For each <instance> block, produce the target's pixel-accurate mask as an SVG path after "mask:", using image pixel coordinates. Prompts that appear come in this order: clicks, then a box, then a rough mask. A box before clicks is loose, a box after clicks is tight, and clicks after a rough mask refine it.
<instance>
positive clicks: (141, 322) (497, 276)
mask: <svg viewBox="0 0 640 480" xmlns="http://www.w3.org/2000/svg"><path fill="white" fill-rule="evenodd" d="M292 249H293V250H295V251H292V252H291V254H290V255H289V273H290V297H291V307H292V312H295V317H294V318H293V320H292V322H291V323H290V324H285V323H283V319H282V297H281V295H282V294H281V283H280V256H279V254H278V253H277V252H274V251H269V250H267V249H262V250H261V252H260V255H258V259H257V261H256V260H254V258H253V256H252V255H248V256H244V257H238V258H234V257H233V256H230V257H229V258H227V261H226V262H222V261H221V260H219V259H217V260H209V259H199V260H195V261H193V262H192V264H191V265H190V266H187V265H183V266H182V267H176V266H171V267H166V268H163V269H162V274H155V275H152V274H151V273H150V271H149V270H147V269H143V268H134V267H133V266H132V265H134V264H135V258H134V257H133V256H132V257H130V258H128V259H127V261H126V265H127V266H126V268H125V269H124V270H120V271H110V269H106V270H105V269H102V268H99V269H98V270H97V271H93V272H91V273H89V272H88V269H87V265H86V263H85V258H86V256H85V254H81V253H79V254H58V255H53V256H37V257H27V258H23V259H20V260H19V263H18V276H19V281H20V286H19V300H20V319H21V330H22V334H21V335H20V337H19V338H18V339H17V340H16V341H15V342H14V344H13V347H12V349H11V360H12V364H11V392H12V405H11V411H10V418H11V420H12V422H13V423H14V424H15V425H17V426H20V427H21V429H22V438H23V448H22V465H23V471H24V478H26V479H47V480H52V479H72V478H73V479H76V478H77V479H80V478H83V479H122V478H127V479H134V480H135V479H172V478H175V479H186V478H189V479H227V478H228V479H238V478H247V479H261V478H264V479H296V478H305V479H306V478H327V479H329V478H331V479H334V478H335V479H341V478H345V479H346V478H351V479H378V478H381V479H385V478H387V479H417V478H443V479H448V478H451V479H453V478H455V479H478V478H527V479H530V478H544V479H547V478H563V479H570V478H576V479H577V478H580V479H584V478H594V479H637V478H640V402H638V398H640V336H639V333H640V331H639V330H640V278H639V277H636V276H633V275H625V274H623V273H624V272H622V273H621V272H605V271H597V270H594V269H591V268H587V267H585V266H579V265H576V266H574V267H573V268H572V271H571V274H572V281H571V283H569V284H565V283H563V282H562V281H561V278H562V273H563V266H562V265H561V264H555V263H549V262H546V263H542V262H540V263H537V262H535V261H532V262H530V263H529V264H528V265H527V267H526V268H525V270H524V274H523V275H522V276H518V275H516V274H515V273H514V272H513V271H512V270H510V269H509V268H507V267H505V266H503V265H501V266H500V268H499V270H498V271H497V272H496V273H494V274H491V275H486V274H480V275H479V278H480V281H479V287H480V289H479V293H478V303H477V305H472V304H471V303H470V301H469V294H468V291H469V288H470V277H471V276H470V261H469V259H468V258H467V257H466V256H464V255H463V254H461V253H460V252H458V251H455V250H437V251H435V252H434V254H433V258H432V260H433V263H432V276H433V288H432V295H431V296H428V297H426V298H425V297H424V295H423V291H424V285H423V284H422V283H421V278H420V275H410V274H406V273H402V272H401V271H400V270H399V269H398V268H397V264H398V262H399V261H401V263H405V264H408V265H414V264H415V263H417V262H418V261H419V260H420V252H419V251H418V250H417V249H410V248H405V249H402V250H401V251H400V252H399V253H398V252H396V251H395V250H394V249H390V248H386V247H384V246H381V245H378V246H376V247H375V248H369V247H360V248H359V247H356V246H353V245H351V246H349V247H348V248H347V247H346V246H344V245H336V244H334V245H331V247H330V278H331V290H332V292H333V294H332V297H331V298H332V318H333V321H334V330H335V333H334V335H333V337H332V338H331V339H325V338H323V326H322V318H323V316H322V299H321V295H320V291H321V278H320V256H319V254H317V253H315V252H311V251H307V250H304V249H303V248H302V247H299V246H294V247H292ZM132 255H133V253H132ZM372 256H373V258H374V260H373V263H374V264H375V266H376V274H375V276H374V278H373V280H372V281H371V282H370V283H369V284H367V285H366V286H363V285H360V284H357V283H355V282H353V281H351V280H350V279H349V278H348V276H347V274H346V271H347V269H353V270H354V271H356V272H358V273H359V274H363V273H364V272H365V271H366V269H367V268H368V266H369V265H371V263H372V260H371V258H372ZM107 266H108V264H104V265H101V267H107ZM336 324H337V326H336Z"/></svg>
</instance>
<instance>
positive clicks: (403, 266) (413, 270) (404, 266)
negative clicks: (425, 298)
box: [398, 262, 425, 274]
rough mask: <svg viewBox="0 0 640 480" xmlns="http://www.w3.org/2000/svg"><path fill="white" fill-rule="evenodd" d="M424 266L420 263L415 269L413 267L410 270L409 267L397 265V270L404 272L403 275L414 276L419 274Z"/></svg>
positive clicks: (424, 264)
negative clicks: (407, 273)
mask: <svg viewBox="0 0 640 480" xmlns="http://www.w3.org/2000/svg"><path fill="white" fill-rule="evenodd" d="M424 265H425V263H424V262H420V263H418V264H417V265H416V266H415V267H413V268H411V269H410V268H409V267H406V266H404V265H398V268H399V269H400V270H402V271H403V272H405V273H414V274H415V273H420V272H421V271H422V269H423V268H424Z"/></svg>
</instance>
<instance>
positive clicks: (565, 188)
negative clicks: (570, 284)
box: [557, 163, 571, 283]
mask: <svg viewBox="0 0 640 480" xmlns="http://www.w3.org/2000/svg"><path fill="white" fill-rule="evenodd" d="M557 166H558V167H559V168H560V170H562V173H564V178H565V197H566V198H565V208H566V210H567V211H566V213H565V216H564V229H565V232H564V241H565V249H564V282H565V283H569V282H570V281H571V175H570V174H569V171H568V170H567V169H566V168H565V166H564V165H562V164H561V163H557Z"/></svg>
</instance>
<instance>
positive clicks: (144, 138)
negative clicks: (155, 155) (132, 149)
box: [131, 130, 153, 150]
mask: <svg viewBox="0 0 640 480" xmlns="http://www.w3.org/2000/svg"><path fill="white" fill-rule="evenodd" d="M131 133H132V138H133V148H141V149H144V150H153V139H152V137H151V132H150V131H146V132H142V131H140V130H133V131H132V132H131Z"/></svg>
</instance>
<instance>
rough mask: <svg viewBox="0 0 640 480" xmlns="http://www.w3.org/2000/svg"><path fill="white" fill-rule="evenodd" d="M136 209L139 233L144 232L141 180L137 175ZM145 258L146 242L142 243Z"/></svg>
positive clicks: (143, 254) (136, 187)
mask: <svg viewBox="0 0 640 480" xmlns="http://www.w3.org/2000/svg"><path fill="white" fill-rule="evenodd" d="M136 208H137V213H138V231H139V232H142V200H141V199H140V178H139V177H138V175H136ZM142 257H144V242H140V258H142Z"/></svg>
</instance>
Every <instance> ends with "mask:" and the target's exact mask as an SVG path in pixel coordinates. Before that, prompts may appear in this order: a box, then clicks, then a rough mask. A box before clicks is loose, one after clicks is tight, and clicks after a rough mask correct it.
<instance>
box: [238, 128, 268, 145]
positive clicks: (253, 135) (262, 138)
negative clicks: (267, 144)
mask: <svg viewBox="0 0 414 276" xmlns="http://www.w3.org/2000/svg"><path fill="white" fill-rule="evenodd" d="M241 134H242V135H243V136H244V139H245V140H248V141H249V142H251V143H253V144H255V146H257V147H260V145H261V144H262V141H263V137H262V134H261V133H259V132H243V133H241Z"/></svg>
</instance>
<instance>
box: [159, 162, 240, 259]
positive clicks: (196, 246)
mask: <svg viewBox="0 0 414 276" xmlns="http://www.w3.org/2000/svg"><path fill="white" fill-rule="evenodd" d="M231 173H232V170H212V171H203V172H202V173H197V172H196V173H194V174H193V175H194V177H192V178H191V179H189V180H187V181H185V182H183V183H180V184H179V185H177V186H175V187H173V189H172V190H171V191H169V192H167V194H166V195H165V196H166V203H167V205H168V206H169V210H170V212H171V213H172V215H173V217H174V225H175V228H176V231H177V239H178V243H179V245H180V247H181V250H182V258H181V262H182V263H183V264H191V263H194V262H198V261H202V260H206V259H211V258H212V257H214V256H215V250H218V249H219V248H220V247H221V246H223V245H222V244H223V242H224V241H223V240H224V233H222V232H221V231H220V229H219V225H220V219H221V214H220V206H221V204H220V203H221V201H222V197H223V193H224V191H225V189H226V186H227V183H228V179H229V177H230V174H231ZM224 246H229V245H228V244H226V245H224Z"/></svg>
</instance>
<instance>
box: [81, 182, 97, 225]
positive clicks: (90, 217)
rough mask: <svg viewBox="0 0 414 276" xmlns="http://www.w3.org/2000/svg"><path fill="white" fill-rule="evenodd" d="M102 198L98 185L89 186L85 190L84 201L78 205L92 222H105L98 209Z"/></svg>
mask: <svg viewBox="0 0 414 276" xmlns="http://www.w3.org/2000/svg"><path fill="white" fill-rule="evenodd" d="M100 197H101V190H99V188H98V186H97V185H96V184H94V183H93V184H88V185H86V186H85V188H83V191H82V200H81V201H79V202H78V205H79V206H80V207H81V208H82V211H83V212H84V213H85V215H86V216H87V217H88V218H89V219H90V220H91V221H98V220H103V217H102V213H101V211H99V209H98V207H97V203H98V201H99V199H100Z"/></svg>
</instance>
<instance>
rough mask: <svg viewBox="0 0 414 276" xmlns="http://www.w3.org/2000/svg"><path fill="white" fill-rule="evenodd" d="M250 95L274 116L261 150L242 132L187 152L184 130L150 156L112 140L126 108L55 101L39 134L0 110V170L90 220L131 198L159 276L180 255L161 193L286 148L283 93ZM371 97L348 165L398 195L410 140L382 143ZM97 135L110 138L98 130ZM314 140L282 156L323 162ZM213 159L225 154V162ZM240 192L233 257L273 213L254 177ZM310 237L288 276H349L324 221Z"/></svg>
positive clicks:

_EXERCISE_. Copy everything from the start of the items down through the line containing "positive clicks: (141, 322) (497, 276)", both ends included, without changing a character.

_EXERCISE SOLUTION_.
For each <instance> block, produce the target's pixel-accurate mask as an SVG path after "mask:", using image pixel coordinates. Prompts that appear come in this order: clicks, then a box, then a rough mask. A box before clicks is loose, a box after clicks is tight, and clicks after a rough mask refine it.
<instance>
positive clicks: (141, 322) (497, 276)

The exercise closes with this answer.